_TEXT SECTION_:
**********
Re: DRAFT: Pass sk_attno to consistent function

From: Michał Kłeczek <michal(at)kleczek(dot)org>
To: PostgreSQL Hackers <pgsql-hackers(at)lists(dot)postgresql(dot)org>
Subject: Re: DRAFT: Pass sk_attno to consistent function
Date: 2024-03-18 14:17:54
Message-ID: 78D9054A-B4EC-475D-8118-C434C6D3261D@kleczek.org
Views: Raw Message | Whole Thread | Download mbox | Resend email
Thread:
Lists: pgsql-hackers

Wrong file in the previous message - sorry for the noise.

Attached is a fixed patch.

Thanks,
Michal

> On 18 Mar 2024, at 15:14, Michał Kłeczek <michal(at)kleczek(dot)org> wrote:
>
> I realised it might be enough to pass sk_attno to consistent function as that should be enough to lookup metadata if needed.
>
> Attached is a draft patch that does this.
>
> —
> Michal
>
> <0001-Pass-key-sk_attno-to-consistent-function.patch>
>
>> On 18 Mar 2024, at 14:31, Michał Kłeczek <michal(at)kleczek(dot)org> wrote:
>>
>> Hi All,
>>
>>> On 11 Mar 2024, at 18:58, Michał Kłeczek <michal(at)kleczek(dot)org> wrote:
>>>
>>> Hi All,
>>>
>>> During my journey of designing Pg based solution at my work I was severely hit by several shortcomings in GiST.
>>> The most severe one is the lack of support for SAOP filters as it makes it difficult to have partition pruning and index (only) scans working together.
>>>
>>> To overcome the difficulties I implemented a simple extension:
>>> https://github.com/mkleczek/btree_gist_extra
>>>
>>> Since it provides a separate operator class from btree_gist it requires re-indexing the data.
>>> So I thought maybe it would be a good idea to incorporate it into btree_gist.
>>>
>>
>> While working on supporting (sort of) SAOP support for Gist I was stuck with the interplay between Gist consistent function and partition pruning.
>> Not sure how it applies to SAOP handling in general though.
>>
>> I’ve implemented an operator class/family that supports Gist index scan for the following query:
>>
>> SELECT * FROM tbl WHERE col ||= ARRAY[‘a’, ‘b’, ‘c’];
>>
>> It all works well except cases where tbl is partitioned by “col” column.
**********
Entries from a point annotation set:
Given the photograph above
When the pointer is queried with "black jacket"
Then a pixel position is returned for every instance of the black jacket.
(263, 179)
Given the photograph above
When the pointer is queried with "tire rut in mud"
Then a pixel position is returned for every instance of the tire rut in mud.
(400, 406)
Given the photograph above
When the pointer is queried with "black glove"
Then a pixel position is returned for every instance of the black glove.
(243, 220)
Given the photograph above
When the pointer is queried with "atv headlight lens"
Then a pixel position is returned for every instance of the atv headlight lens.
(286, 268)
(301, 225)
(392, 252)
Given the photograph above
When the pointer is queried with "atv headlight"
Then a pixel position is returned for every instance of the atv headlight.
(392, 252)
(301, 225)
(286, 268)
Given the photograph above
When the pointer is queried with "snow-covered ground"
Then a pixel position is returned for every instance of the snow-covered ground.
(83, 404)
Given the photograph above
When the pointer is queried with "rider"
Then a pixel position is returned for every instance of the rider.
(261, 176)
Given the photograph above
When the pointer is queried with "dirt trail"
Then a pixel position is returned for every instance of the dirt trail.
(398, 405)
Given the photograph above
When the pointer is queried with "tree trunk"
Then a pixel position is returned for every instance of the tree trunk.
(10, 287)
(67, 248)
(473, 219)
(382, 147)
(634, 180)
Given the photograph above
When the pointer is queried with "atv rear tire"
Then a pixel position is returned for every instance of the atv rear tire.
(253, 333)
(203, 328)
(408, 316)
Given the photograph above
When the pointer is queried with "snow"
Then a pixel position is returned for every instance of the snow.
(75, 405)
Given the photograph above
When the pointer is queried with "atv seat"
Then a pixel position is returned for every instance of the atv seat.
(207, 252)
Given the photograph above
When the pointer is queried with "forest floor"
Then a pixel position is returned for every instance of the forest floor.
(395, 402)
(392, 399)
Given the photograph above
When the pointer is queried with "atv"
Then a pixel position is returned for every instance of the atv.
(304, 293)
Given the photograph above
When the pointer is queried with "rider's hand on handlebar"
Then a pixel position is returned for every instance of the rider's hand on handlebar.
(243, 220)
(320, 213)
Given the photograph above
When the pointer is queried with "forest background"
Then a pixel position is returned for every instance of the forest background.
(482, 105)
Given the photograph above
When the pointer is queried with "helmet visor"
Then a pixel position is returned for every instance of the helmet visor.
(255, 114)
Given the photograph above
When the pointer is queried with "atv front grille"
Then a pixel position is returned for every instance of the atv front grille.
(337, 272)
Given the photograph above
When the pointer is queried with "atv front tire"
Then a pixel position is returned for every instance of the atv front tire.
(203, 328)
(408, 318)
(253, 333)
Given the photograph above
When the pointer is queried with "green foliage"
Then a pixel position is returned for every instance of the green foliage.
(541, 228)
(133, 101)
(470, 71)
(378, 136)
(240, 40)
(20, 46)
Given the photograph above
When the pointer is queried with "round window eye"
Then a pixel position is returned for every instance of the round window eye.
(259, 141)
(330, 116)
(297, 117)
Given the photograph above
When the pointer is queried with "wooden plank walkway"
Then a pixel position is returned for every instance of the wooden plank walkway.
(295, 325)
**********
_SHORT TASK 1_:
In the mailing list thread about passing sk_attno to the consistent function, why does the btree_gist_extra extension require re-indexing the data?
_SHORT TASK 2_:
Extend the mailing list thread about passing sk_attno to the consistent function, picking up after its final sentence.

_TASK OUTPUT 1_:
It provides a separate operator class from btree_gist.

_TASK OUTPUT 2_:
>> In this case index scan unnecessarily scans pages for values that are not in the partition.
>>
>> I am not sure if it works as expected (ie. no unnecessary scans) in case of ANY = (ARRAY[]) and nbtree.
>> In case of Gist the only place where pre-processing of queries can be performed is consistent function.
>> But right now there is no possibility to access any scan related information as it is not passed to consistent function.
>> The only thing available is GISTENTRY and it does not contain any metadata.
>>
>> As a workaround I’ve added options to the op family that allows (redundantly) specifying MODULUS/REMAINDER for the index:
>>
>> CREATE INDEX idx ON tbl_partition_01 USING gist ( col gist_text_extra_ops (modulus=4, remainder=2) )
>>
>> and use the values to filter out query array passed to consistent function.
>>
>> This is of course not ideal:
>> - the information is redundant
>> - changing partitioning scheme requires re-indexing
>>
>> I am wondering if it is possible to extend consistent function API so that either ScanKey or even the whole IndexScanDesc is passed as additional parameter.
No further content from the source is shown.